-- Begin --
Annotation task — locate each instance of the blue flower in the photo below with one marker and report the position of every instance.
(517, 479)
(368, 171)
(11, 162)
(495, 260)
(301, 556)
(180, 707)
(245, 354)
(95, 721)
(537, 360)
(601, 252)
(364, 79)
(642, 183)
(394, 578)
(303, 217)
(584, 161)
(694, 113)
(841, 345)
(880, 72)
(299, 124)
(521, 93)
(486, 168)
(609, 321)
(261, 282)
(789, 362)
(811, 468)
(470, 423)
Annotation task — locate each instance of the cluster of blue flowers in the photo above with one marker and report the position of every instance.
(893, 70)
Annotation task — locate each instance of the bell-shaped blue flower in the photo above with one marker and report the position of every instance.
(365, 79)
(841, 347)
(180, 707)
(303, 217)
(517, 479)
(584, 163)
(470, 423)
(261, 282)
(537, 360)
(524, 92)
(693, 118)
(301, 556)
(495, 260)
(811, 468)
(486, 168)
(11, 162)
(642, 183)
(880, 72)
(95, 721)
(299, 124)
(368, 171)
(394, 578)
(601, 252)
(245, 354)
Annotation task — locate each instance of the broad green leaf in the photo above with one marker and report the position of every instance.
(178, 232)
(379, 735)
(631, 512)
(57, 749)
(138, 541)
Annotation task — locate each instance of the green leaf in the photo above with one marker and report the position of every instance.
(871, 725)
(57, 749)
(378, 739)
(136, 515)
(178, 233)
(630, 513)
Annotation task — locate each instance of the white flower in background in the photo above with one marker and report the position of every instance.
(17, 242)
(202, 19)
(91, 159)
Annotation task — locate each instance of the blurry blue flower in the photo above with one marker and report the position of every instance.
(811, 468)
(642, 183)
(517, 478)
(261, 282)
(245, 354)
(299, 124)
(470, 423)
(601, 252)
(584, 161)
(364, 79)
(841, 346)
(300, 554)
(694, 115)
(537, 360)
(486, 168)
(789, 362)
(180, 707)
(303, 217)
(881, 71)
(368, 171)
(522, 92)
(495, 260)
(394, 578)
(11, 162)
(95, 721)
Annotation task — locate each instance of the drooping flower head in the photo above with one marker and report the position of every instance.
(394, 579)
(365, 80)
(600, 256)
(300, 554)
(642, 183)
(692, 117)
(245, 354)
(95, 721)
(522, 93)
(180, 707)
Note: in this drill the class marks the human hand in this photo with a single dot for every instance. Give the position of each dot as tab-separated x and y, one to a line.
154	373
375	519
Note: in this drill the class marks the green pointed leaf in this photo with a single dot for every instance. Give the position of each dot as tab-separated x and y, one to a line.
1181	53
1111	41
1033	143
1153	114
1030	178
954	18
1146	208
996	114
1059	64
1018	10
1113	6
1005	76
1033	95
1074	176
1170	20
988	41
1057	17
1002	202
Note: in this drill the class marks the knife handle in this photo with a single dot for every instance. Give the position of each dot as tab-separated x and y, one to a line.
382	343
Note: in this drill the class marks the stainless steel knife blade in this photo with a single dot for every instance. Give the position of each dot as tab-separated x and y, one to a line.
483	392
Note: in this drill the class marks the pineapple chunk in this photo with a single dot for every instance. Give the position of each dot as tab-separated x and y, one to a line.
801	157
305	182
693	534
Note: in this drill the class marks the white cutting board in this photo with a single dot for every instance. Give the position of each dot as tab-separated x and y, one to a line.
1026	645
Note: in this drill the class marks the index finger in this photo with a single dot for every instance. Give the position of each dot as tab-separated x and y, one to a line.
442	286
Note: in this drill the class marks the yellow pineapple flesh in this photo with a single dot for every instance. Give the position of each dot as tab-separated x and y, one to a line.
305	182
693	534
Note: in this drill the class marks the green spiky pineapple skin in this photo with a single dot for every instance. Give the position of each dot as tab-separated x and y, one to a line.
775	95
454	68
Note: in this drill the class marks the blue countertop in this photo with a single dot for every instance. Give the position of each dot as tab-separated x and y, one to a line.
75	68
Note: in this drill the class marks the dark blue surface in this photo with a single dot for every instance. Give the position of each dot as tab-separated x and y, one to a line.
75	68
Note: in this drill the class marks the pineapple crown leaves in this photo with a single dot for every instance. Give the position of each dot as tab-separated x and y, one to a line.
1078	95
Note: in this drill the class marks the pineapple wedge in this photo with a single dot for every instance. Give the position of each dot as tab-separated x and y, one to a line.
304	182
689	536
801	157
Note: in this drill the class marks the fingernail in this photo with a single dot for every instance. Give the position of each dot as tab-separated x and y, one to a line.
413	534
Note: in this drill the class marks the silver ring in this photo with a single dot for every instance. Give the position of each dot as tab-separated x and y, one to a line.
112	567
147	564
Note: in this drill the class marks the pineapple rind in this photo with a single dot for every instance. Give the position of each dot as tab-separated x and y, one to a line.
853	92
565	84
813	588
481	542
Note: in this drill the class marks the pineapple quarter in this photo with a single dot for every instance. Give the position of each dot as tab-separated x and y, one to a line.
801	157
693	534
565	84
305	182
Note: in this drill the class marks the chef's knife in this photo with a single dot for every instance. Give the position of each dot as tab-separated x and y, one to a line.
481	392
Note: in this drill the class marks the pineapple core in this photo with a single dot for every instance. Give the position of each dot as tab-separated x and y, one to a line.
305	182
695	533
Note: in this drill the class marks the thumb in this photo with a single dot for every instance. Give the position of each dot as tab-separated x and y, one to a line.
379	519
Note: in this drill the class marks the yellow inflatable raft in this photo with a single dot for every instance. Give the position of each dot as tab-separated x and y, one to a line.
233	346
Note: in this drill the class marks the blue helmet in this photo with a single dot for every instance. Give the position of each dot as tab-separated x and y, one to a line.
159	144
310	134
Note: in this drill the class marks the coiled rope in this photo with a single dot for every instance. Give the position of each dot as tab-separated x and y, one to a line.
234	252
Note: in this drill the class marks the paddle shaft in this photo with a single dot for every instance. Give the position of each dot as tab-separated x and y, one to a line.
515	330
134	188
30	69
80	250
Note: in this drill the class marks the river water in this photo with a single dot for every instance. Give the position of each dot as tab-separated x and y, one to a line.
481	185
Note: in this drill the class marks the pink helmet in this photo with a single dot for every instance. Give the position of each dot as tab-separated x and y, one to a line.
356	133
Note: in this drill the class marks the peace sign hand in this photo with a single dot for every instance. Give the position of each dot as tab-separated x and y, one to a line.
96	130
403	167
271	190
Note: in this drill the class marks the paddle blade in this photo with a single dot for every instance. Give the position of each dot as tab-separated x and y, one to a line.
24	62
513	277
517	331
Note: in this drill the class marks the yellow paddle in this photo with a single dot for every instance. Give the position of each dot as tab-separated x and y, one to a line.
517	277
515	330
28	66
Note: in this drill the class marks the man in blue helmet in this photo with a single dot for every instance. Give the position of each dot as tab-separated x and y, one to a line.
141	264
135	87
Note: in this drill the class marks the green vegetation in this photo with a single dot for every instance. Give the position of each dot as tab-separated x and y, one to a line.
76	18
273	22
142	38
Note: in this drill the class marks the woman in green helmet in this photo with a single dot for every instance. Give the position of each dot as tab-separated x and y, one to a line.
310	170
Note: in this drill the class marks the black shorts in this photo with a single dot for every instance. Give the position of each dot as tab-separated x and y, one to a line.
-- End --
§ **WRITTEN TASK**: Using the entries above, please restate each one word for word.

§ **ANSWER**:
Annotation task — locate each instance of the blue flower in the photo below with one marker and report the position of every instance.
(517, 479)
(368, 171)
(11, 162)
(495, 260)
(301, 556)
(180, 707)
(245, 354)
(95, 721)
(537, 360)
(601, 252)
(364, 79)
(642, 183)
(394, 578)
(303, 217)
(584, 161)
(694, 113)
(841, 345)
(880, 72)
(299, 124)
(521, 93)
(486, 168)
(609, 321)
(261, 282)
(789, 362)
(811, 468)
(470, 423)
Annotation task — locate each instance of the cluster of blue flowers in the photo above with one marker and report the position of every instance.
(893, 70)
Annotation task — locate each instance of the bell-shaped blue flower in the photo above with one marker and report the position of every instance.
(365, 79)
(841, 347)
(180, 707)
(303, 217)
(517, 479)
(584, 163)
(470, 423)
(261, 282)
(537, 360)
(524, 92)
(693, 118)
(301, 556)
(495, 260)
(811, 468)
(486, 168)
(11, 162)
(642, 183)
(880, 72)
(95, 721)
(299, 124)
(368, 171)
(394, 578)
(601, 252)
(245, 354)
Annotation task — locate each instance of the broad green leaf in the photo above with one marker and report the position of every instance.
(178, 232)
(379, 735)
(631, 512)
(57, 749)
(138, 541)
Annotation task — locate each instance of the green leaf in the photo above with one marker and report the position of every instance.
(871, 725)
(57, 749)
(378, 739)
(136, 515)
(178, 233)
(630, 513)
Annotation task — locate each instance of the white flower in background in the photo above with one marker and report the position of every instance.
(17, 242)
(202, 19)
(91, 159)
Annotation task — locate each instance of the blurry blue flower in the photo above with one marker and report the position of every instance.
(811, 468)
(642, 183)
(517, 478)
(261, 282)
(245, 354)
(299, 124)
(470, 423)
(601, 252)
(584, 161)
(364, 79)
(841, 346)
(300, 554)
(694, 115)
(537, 360)
(486, 168)
(789, 362)
(180, 707)
(303, 217)
(881, 71)
(368, 171)
(522, 92)
(495, 260)
(394, 578)
(11, 162)
(95, 721)
Annotation task — locate each instance of the drooping flower head in the photo above with one marker and report the position of every instance.
(394, 579)
(365, 80)
(600, 256)
(300, 554)
(642, 183)
(692, 117)
(245, 354)
(95, 721)
(522, 93)
(180, 707)
Note: in this drill the class marks the human hand in this photo with a single dot for every instance. Give the position of each dot as tab-separated x and y, one to a line.
154	373
375	519
Note: in this drill the class marks the green pointed leaf in this photo with a single dot for every instance. Give the position of each dot as tab-separated x and y, one to a line.
1181	53
1111	41
1033	143
1153	114
1030	178
954	18
1146	208
996	114
1059	64
1018	10
1113	6
1005	76
1033	95
1074	176
1170	20
988	41
1057	17
1002	202
Note: in this drill the class marks the knife handle in this photo with a single dot for every instance. Give the position of each dot as tab-separated x and y, one to a line.
382	343
Note: in this drill the class marks the stainless steel knife blade in this photo with a single dot for every instance. Give the position of each dot as tab-separated x and y, one to a line.
483	392
Note: in this drill the class marks the pineapple chunk in this photo with a single dot for every instance. Give the position of each dot as tab-separated x and y, one to a line.
801	157
305	182
693	534
Note: in this drill the class marks the white cutting board in this photo with a single dot for every instance. Give the position of each dot as tab-separated x and y, one to a line.
1026	645
Note: in this drill the class marks the index finger in this photo with a single dot for every instance. Give the position of each dot as tab-separated x and y, one to a line.
442	286
Note: in this drill the class marks the yellow pineapple flesh in this photo with a single dot for every instance. Give the position of each dot as tab-separated x and y, one to a line.
305	182
693	534
Note: in this drill the class marks the green spiky pineapple skin in this photo with a single dot for every instance. Give the position of each dot as tab-separated x and y, one to a line.
775	95
454	68
Note: in this drill the class marks the blue countertop in this photo with a single dot for every instance. Give the position of each dot as tab-separated x and y, one to a line.
75	68
Note: in this drill the class marks the dark blue surface in this photo with a single dot for every instance. Give the position of each dot as tab-separated x and y, one to a line.
75	68
Note: in this drill the class marks the pineapple crown leaves in this photo with a single dot for every instance. Give the position of each dot as tab-separated x and y, one to a line.
1078	95
Note: in this drill the class marks the pineapple wedge in this photo with a single dot for every instance. Give the position of each dot as tab-separated x and y, one to a line.
304	182
689	536
801	157
Note: in this drill the class marks the fingernail in this photo with a single dot for every instance. Give the position of each dot as tab-separated x and y, one to a line.
413	534
Note: in this drill the class marks the silver ring in this photo with a single dot for every instance. Give the position of each dot as tab-separated x and y, one to a line.
112	567
147	564
Note: in this drill the class marks the pineapple rind in this photo with a single dot for every instance. Give the position of each dot as tab-separated x and y, one to a line.
853	92
565	84
813	588
481	542
Note: in this drill the class marks the pineapple quarter in this photo with a single dot for every instance. Give the position of each dot as tab-separated x and y, one to a line.
801	157
693	534
565	84
305	182
Note: in this drill the class marks the chef's knife in this photo with a single dot for every instance. Give the position of each dot as tab-separated x and y, one to a line.
481	392
Note: in this drill the class marks the pineapple core in this photo with a single dot for every instance. Give the position of each dot as tab-separated x and y, one to a line.
305	182
695	533
Note: in this drill the class marks the thumb in this photo with a single dot for every instance. Give the position of each dot as tab-separated x and y, one to a line.
379	519
Note: in this drill the class marks the yellow inflatable raft in this photo with a single dot for every instance. Give the position of each dot as tab-separated x and y, one to a line.
233	346
Note: in this drill the class marks the blue helmet in this photo with a single dot for every instance. Give the position of each dot as tab-separated x and y, one to a line.
159	144
310	134
Note: in this drill the class marks the coiled rope in this photo with a single dot for every instance. Give the position of each dot as tab-separated x and y, one to a line.
234	252
Note: in this drill the class marks the paddle shaft in this photo with a single dot for every instance. Give the position of each dot as tab-separated x and y, one to a line.
515	330
134	188
30	69
80	250
Note: in this drill the class marks the river water in this photo with a single dot for every instance. Give the position of each dot as tab-separated x and y, one to a line.
481	185
Note: in this drill the class marks the pink helmet in this photo with a single dot for every instance. Give the position of each dot as tab-separated x and y, one to a line.
356	133
Note: in this drill the class marks the peace sign hand in this photo with a single dot for every instance. Give the position of each dot as tab-separated x and y, one to a line.
96	130
403	167
271	190
Note: in this drill the class marks the paddle blade in this photo with a single dot for every instance. Give the position of each dot as tab-separated x and y, one to a line.
24	62
513	277
517	331
Note: in this drill the class marks the yellow paddle in this photo with a single dot for every instance. Give the position of each dot as tab-separated x and y, one to a line.
517	277
515	330
28	66
Note: in this drill the class marks the man in blue helmet in this photo with a single dot for every instance. Give the position of each dot as tab-separated x and y, one to a line.
141	264
135	87
Note: in this drill the class marks the green vegetation in this photo with a single dot for every instance. Give the position of each dot as tab-separated x and y, one to a line.
76	18
273	22
142	38
Note: in this drill the class marks the woman in green helmet in this photo with a single dot for every instance. Give the position of each dot as tab-separated x and y, one to a line.
310	170
Note: in this drill the class marks the black shorts in this photo with a single dot for every instance. Give the position of each dot as tab-separated x and y, one to a line.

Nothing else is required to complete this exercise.